— START —

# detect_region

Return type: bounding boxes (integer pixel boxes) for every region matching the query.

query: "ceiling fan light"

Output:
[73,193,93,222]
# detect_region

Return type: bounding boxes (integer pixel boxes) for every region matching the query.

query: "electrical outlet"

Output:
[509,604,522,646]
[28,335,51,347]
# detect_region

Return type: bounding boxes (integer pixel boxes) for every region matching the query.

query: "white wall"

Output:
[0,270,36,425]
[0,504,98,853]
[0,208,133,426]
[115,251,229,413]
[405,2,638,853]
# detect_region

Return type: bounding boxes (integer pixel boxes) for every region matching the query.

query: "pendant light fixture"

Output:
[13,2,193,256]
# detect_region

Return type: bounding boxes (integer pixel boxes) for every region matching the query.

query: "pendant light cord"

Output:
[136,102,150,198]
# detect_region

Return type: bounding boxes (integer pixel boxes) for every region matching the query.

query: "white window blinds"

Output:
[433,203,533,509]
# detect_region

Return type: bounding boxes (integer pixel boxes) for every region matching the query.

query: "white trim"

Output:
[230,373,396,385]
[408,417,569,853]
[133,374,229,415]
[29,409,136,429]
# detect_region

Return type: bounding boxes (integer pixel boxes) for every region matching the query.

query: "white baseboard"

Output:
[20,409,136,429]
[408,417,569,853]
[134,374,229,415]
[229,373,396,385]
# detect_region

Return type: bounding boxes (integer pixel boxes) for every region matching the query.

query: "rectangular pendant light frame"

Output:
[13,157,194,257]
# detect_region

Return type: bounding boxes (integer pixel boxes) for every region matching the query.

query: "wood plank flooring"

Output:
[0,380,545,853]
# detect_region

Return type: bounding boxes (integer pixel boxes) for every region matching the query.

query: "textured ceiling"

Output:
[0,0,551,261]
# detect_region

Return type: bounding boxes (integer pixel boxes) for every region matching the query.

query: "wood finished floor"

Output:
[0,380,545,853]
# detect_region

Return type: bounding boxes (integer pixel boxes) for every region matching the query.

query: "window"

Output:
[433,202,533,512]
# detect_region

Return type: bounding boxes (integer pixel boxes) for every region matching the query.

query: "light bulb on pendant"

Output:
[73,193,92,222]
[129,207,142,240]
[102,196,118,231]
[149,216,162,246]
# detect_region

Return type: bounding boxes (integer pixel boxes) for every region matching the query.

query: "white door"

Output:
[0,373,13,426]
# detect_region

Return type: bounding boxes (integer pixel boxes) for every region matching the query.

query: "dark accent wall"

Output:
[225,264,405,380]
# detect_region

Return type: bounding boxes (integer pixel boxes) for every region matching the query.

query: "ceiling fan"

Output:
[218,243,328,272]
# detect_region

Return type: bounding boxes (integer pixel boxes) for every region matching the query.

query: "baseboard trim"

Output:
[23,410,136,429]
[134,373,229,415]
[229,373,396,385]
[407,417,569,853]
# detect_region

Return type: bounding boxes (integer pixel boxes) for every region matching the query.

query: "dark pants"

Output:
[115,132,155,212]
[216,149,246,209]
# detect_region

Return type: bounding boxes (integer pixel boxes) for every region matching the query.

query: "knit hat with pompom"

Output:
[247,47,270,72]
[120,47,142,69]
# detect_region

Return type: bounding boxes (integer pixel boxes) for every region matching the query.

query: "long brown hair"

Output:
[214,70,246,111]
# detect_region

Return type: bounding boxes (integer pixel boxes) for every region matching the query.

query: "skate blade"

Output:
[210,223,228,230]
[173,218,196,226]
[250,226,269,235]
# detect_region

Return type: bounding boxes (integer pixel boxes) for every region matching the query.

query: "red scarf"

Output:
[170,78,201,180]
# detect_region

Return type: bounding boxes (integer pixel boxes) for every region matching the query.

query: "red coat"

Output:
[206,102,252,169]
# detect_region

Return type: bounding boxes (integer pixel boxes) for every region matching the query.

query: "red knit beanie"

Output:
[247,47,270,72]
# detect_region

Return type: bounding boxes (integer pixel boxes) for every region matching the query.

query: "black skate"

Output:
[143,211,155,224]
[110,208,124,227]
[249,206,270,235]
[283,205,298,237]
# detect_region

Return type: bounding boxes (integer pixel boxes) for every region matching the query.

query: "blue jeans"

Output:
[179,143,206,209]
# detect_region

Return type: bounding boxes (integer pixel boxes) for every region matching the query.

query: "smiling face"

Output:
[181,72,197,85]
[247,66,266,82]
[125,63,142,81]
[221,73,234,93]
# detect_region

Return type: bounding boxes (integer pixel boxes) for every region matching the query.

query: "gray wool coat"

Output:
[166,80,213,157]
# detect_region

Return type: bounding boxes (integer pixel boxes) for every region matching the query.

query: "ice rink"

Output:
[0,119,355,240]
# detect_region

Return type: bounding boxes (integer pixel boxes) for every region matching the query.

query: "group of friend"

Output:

— END —

Can you give the entries above again with every "integer pixel boxes" swapped for "whole-number pixel boxes" and nothing else changed?

Problem solution
# detect_region

Return type: bounding boxes (whole-number pixel boxes) for every region matching the query.

query: "ceiling fan light"

Output:
[73,193,93,222]
# detect_region

Return type: bounding boxes (whole-number pixel boxes) for every region matching the query.

query: "electrical outlet"

Output:
[509,604,522,646]
[28,335,51,347]
# detect_region

Return type: bounding boxes (whole-number pixel boxes) for every region matching the query.

query: "white wall"

Output:
[0,270,36,425]
[0,504,98,853]
[0,208,133,426]
[115,251,229,413]
[405,2,638,853]
# detect_region

Return type: bounding boxes (whole-number pixel boxes) for every region matching the query.

query: "pendant light fixture"

Output:
[13,2,193,256]
# detect_region

Return type: bounding boxes (whole-number pixel boxes) for every region matching the query.

query: "pendant light cord"

Output:
[136,102,150,198]
# detect_region

Return type: bounding boxes (whole-number pixel boxes) for every region matching the query.

query: "white window blinds"

Output:
[433,203,533,509]
# detect_region

Return type: bounding boxes (whole-number pixel boxes) for every region matching the query.

query: "white trim"

Output:
[230,373,396,385]
[408,417,569,853]
[133,374,229,415]
[29,409,136,429]
# detect_region

Return type: bounding boxes (whole-number pixel boxes) for every region matching the query.

query: "white baseboard"

Output:
[20,409,136,429]
[408,417,569,853]
[134,374,229,415]
[229,373,396,385]
# detect_region

Return type: bounding boxes (whole-number pixel boxes) for every region matching the query.

query: "rectangular pendant light frame"

Output:
[13,157,194,257]
# detect_region

Return type: bounding boxes (whole-number pixel boxes) for every region matching the query.

query: "wood plank flooring"

Output:
[0,380,545,853]
# detect_region

Return type: bounding boxes (whole-number pixel boxes) for every region matching the query.

query: "textured ceiling"

Output:
[0,0,551,261]
# detect_region

Return type: bounding boxes (whole-number pixel boxes) for every region matching the query.

query: "wood finished floor"

Output:
[0,380,545,853]
# detect_region

Return type: bounding boxes (whole-number pixel boxes) for every region matching the query.

query: "window"

Output:
[433,202,533,512]
# detect_region

Return type: bounding boxes (whole-number pixel boxes) for every region matching the query.

query: "light bulb on pendant"

Output:
[73,193,92,222]
[129,207,142,240]
[102,196,118,231]
[149,216,162,246]
# detect_region

Return type: bounding boxes (whole-number pixel boxes) for every region matching the query.

query: "white door"

Output:
[0,373,13,426]
# detect_region

Return type: bounding boxes (whole-number pixel boxes) for every region matching the query.

query: "dark accent wall"

Output:
[225,264,405,380]
# detect_region

Return type: bounding boxes (whole-number pixel boxes) for every region matching the query.

query: "ceiling fan"

Output:
[218,243,328,272]
# detect_region

Return type: bounding boxes (whole-number pixel boxes) for every region matching the query.

query: "baseboard trim"

Output:
[23,410,136,429]
[134,373,229,415]
[229,373,396,385]
[407,417,569,853]
# detect_region

Return type: bounding boxes (whole-number pixel boxes) for every region matching the query.

query: "dark pants"

Output:
[115,132,155,212]
[216,149,246,209]
# detect_region

Return type: bounding boxes (whole-number pixel boxes) for every region matching the query.

query: "knit hat with pompom"

Output:
[247,47,270,72]
[120,47,142,69]
# detect_region

Return type: bounding boxes (whole-number pixel boxes) for every region matching the query.

query: "long brown hair"

Output:
[214,70,246,111]
# detect_region

Return type: bounding boxes (whole-number pixel boxes) for every region matching the query.

query: "skate blade"

Output:
[210,223,228,230]
[173,218,196,226]
[250,226,269,235]
# detect_region

Return type: bounding boxes (whole-number pixel boxes) for every region matching the query.

query: "red scarf"

Output:
[170,78,201,180]
# detect_region

Return type: bounding boxes (whole-number pixel boxes) for every region matching the query.

query: "red coat"

Output:
[206,102,252,169]
# detect_region

Return type: bounding boxes (whole-number pixel boxes) for every region matching the query.

query: "red knit beanie"

Output:
[247,47,270,72]
# detect_region

Return type: bounding boxes (whole-number pixel boxes) for every region matching the query.

query: "black skate"

Output:
[143,211,155,224]
[110,208,124,227]
[249,206,270,235]
[283,205,298,237]
# detect_region

Return type: bounding boxes (whole-number pixel boxes) for every region matching the query.

query: "blue jeans"

Output:
[179,143,206,209]
# detect_region

Return type: bounding boxes (whole-number pixel boxes) for every region matching the query.

query: "smiling face"

Output:
[181,72,197,85]
[247,66,266,82]
[125,63,142,81]
[221,73,234,93]
# detect_region

Return type: bounding boxes (whole-number pixel boxes) for every region matching the query.

query: "gray wool coat"

Output:
[166,80,213,157]
# detect_region

Return type: bounding boxes (whole-number pixel boxes) for every region matching the query.

query: "ice rink"

Output:
[0,119,355,240]
# detect_region

Return type: bounding boxes (whole-number pixel boxes) for every region matching the query.

query: "group of friend"

Output:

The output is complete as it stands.